Count the lines of the material below that contain the string "mask", treating uppercase and lowercase as different, and give only the number.

Stored data entries:
--- BEGIN ---

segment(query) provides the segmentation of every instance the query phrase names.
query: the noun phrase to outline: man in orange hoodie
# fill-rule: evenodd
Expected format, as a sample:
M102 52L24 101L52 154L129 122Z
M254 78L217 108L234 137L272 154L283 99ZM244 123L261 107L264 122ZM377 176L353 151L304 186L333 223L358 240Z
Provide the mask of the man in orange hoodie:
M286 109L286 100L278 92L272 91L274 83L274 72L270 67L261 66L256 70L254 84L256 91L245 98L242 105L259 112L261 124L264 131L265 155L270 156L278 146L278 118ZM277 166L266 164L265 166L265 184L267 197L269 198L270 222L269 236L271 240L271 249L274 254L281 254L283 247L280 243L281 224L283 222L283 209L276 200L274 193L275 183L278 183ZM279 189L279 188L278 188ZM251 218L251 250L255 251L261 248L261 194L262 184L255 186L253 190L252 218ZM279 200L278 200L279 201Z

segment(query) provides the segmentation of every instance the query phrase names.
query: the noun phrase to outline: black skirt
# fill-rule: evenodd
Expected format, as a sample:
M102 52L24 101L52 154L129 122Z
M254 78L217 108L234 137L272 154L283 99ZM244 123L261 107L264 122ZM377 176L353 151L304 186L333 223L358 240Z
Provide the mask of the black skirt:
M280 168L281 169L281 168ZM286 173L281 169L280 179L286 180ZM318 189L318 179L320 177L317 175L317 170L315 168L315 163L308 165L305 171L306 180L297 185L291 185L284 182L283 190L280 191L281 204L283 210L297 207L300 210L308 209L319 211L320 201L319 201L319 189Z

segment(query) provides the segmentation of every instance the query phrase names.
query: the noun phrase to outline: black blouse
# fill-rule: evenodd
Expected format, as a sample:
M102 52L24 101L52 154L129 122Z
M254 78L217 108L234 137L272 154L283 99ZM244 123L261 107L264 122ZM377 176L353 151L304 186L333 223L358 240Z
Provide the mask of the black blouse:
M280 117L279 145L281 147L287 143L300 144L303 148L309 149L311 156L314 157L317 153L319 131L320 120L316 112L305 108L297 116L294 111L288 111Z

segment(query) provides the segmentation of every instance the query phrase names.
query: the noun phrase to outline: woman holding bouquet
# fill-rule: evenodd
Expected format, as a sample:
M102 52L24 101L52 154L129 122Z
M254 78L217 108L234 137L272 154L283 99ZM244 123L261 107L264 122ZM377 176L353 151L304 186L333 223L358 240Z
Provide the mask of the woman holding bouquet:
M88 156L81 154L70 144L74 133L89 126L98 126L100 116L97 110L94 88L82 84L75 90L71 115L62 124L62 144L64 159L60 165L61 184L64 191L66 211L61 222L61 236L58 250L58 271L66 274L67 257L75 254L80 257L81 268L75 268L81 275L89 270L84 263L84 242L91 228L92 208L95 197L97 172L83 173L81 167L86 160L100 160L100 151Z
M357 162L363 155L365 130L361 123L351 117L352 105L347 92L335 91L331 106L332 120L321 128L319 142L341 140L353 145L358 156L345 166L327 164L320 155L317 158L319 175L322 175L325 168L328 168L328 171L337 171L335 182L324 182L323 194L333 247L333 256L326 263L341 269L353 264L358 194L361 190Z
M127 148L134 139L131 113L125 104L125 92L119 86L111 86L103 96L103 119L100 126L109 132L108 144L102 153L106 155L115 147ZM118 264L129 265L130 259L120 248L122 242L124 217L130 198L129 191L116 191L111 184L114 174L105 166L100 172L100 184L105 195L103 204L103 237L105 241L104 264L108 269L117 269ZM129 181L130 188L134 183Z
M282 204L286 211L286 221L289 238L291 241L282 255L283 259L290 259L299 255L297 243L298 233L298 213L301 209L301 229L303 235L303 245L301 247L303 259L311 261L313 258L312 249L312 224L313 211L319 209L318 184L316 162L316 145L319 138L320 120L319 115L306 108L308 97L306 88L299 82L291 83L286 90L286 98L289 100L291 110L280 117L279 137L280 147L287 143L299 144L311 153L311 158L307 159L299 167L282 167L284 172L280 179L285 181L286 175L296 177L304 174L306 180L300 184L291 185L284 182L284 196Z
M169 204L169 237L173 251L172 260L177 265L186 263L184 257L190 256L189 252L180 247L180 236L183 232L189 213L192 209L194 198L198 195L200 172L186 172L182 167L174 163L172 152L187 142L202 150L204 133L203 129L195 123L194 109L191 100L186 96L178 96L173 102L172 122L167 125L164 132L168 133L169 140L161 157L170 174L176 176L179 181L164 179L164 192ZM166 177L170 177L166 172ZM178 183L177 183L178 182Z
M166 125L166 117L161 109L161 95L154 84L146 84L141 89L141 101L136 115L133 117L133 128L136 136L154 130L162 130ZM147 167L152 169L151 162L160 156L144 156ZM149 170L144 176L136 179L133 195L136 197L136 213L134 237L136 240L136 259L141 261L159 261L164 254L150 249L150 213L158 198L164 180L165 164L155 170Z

--- END ---

**The result**: 4